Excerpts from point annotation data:
-------------------------

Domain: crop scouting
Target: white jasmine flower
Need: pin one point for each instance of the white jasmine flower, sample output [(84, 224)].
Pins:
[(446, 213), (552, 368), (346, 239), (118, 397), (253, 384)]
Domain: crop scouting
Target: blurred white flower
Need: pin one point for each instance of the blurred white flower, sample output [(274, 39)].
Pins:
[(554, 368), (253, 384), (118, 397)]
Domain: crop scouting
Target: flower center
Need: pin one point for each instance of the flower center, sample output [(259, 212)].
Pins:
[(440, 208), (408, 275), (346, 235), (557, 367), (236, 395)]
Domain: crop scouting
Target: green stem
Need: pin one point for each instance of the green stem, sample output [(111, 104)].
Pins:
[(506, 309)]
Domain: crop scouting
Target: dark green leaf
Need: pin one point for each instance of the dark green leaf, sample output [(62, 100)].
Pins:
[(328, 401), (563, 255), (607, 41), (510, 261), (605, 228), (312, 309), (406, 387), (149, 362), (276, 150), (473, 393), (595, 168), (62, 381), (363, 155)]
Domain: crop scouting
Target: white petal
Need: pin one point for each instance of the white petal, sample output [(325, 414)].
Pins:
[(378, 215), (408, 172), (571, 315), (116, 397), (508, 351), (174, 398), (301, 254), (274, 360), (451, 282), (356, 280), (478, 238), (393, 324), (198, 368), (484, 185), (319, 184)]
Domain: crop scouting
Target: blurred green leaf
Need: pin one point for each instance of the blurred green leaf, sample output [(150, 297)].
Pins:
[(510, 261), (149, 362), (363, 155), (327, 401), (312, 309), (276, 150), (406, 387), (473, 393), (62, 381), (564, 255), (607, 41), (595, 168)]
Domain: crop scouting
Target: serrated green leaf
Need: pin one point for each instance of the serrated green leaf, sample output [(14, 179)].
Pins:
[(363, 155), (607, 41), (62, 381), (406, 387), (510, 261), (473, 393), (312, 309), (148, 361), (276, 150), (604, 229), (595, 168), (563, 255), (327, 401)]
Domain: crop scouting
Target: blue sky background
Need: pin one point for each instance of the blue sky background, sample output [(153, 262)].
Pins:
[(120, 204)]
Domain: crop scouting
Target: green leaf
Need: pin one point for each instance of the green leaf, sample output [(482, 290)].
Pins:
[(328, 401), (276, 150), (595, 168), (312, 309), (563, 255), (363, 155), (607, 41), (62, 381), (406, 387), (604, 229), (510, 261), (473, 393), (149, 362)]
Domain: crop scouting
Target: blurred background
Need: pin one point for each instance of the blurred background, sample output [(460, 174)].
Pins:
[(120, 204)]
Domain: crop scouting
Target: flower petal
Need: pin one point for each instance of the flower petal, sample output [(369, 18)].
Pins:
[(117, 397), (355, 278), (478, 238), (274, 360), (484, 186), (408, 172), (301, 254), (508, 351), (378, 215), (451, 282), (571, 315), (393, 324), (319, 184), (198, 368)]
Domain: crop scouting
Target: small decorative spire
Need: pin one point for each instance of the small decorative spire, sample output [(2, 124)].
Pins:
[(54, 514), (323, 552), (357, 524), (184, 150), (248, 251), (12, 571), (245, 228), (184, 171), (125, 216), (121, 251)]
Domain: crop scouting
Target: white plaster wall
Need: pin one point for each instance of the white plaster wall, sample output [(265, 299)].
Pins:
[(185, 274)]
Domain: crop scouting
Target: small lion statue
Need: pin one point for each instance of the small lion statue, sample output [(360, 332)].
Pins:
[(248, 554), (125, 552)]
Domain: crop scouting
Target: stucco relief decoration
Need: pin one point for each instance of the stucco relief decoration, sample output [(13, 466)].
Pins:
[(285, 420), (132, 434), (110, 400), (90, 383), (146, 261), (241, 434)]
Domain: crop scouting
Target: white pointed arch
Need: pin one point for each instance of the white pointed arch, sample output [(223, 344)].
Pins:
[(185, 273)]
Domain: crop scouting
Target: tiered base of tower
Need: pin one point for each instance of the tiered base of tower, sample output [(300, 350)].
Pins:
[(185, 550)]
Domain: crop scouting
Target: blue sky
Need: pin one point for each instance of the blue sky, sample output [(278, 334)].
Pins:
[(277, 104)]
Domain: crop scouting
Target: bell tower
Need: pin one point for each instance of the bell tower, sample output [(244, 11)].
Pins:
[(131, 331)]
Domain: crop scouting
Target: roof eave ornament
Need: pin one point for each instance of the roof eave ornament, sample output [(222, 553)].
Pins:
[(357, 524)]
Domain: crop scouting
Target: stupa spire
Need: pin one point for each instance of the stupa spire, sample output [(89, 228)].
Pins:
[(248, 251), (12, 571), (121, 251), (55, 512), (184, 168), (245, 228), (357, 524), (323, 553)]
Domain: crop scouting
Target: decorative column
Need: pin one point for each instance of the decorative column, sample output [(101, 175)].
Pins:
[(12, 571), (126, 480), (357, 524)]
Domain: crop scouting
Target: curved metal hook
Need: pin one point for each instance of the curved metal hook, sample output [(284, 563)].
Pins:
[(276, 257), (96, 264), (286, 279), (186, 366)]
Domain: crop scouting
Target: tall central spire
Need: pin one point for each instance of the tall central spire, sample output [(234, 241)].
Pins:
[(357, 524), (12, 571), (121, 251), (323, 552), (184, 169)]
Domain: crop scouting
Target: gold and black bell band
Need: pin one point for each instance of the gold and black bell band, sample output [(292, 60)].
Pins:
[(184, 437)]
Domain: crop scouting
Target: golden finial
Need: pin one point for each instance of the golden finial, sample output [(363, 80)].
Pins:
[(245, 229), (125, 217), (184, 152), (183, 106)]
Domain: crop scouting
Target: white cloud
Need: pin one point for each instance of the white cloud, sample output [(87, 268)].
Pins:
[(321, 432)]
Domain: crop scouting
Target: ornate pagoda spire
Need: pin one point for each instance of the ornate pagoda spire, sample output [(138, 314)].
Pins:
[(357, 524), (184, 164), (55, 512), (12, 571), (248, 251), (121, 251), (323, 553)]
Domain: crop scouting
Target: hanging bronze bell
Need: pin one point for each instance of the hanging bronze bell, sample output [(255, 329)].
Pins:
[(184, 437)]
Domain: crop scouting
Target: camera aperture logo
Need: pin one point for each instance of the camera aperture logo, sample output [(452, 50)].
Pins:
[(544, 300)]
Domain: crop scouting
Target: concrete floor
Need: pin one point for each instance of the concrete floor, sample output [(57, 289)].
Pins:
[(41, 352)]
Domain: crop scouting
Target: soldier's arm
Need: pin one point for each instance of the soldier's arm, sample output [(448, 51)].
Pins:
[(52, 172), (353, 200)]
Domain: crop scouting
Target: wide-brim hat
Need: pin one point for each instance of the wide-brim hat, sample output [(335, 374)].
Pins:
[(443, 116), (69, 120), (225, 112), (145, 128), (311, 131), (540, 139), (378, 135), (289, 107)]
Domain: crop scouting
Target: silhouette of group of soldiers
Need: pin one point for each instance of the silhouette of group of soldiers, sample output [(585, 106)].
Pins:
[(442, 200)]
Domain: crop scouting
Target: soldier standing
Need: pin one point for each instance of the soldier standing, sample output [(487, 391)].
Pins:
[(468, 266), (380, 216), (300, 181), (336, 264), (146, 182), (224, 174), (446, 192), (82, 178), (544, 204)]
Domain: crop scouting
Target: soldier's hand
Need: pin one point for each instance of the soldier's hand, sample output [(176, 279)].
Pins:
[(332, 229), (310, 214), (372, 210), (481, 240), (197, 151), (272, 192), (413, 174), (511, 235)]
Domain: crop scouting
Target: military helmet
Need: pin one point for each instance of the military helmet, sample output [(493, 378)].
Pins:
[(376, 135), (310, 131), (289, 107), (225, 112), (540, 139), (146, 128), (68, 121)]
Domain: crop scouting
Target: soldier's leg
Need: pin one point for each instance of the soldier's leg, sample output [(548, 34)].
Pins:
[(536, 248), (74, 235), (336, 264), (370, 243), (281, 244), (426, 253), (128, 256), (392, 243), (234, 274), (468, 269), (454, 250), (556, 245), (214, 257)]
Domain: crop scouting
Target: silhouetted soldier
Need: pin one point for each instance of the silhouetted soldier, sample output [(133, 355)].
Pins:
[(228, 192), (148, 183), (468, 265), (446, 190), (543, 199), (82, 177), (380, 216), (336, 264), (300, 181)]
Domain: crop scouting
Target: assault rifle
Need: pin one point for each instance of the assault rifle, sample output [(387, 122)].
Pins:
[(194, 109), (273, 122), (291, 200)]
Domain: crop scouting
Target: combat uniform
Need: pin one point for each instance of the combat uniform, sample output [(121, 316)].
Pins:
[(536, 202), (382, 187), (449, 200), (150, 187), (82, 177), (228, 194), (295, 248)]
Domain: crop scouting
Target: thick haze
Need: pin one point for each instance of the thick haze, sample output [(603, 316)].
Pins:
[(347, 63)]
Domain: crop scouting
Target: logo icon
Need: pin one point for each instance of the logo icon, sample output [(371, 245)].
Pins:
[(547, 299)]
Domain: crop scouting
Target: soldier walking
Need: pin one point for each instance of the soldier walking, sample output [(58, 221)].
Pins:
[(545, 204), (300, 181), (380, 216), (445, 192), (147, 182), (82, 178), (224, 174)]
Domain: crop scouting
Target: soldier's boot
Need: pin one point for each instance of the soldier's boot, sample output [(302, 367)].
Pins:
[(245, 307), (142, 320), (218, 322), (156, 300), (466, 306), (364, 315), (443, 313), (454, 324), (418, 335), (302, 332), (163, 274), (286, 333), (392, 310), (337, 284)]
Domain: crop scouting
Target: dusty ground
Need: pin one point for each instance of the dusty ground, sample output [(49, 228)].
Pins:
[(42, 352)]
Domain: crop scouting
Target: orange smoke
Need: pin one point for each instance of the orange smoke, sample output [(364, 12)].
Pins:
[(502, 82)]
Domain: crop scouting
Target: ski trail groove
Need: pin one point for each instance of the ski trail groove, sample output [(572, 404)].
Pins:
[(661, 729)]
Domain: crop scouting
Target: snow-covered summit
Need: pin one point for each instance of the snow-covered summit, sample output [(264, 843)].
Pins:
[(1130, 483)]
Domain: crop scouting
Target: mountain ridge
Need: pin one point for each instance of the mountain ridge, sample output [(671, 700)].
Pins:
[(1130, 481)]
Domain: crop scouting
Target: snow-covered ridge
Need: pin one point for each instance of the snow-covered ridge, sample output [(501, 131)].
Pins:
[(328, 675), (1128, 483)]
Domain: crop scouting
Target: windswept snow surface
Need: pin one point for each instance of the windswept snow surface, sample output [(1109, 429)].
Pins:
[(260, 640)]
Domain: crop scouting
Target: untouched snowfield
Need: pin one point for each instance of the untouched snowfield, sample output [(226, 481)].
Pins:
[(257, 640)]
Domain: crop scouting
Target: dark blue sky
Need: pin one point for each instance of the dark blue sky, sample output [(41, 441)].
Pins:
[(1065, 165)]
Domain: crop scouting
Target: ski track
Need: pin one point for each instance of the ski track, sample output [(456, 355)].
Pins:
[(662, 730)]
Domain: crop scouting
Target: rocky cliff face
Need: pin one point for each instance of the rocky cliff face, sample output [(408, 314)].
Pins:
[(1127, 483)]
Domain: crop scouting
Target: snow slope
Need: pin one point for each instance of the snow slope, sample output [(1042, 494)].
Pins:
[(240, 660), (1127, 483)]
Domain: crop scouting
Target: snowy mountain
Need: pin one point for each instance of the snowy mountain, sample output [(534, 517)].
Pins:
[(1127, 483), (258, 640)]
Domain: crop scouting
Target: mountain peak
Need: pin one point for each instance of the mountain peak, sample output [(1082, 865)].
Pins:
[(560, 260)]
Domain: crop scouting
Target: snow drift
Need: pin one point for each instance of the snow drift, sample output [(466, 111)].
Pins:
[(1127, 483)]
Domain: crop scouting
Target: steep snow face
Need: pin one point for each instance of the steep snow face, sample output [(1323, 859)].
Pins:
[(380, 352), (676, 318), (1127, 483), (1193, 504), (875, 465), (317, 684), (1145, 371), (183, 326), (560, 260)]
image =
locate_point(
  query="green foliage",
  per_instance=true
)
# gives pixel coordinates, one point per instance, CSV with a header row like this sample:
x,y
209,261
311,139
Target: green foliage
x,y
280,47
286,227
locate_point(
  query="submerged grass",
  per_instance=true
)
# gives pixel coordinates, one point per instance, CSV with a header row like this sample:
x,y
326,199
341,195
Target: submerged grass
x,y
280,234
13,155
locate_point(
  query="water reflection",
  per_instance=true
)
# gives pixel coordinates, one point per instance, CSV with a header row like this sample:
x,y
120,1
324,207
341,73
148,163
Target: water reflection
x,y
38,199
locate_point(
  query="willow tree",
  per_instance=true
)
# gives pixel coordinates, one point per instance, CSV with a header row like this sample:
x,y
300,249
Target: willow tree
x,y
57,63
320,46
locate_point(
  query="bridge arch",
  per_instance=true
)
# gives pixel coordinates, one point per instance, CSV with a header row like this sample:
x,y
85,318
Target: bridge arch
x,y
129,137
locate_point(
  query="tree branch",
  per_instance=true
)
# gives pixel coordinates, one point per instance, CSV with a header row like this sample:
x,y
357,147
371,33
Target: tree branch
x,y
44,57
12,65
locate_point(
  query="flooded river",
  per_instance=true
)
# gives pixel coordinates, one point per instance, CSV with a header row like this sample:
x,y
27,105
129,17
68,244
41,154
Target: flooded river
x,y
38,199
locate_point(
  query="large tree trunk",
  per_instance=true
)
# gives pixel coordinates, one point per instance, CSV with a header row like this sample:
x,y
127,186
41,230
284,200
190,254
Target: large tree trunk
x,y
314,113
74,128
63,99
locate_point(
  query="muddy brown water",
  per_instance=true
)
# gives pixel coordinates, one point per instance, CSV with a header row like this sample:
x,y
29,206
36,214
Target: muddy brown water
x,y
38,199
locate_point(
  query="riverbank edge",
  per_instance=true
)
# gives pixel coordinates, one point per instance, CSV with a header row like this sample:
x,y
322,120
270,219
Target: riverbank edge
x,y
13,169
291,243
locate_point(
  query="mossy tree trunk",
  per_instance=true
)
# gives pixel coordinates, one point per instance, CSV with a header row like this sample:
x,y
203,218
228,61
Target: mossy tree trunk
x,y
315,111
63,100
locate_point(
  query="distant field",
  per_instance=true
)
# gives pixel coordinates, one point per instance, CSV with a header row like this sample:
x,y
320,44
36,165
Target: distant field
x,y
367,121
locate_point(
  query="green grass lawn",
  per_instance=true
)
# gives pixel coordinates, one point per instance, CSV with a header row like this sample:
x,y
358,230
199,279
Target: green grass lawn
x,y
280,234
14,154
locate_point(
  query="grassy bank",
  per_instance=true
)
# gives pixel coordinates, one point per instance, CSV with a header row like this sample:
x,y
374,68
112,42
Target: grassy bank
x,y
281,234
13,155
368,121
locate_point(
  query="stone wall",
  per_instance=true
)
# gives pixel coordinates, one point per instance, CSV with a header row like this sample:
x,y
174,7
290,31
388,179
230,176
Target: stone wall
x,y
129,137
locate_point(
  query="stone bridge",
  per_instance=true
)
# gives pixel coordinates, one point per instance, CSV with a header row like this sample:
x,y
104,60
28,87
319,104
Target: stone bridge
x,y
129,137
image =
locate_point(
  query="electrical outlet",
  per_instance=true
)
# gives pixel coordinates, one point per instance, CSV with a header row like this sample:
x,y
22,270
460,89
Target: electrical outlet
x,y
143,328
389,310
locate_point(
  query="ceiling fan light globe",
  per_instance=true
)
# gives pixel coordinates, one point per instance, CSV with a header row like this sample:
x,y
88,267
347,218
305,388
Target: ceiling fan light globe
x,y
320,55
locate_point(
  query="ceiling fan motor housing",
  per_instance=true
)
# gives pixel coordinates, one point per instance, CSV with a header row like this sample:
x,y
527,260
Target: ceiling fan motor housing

-------------------------

● Written task:
Gather every line of the material above that contains the word "tall", and copy each of those lines in full.

● Task solution:
Target: tall central spire
Need: pin one point for each instance of the tall central spire, sample output [(234, 241)].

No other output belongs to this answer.